-- Opening Marker --
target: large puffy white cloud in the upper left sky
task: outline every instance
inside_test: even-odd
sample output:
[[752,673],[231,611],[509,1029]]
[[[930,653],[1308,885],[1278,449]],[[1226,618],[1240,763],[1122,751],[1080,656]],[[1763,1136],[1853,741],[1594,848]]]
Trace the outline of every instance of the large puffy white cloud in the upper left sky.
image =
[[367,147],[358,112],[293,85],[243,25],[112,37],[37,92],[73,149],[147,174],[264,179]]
-- Closing Marker --
-- Opening Marker --
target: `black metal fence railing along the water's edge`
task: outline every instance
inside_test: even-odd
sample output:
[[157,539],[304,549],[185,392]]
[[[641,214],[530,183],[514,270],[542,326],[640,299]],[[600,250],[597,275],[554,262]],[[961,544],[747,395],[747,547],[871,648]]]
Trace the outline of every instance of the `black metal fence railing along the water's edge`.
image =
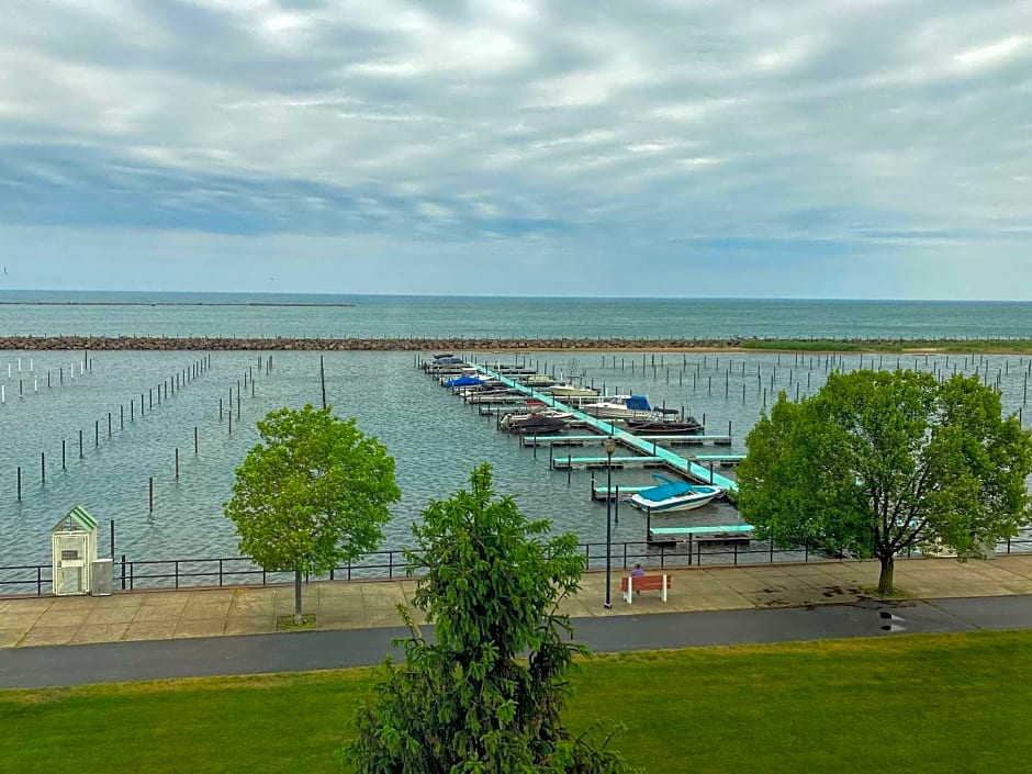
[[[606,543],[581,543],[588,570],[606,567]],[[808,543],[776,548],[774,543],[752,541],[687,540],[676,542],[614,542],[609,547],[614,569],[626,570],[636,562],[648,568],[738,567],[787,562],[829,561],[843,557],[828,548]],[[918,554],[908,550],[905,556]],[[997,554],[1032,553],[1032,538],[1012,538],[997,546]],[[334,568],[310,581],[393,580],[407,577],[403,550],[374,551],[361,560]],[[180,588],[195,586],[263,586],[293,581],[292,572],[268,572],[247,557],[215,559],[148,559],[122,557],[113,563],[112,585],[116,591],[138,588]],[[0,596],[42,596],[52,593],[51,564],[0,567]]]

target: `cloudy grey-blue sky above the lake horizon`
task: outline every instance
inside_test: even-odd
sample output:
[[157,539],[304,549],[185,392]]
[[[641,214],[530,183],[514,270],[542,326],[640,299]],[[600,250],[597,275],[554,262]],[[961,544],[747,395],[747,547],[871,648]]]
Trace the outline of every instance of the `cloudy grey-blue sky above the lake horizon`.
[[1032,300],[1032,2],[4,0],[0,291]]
-- Closing Marker --
▸ **WHAT IS BEING ASKED**
Which of the lines above contain "puffy"? Return them all.

▸ **RESPONSE TO THIS TASK**
target: large puffy white cloud in the upper left sky
Trace the outline of every instance of the large puffy white cloud in the upper left sky.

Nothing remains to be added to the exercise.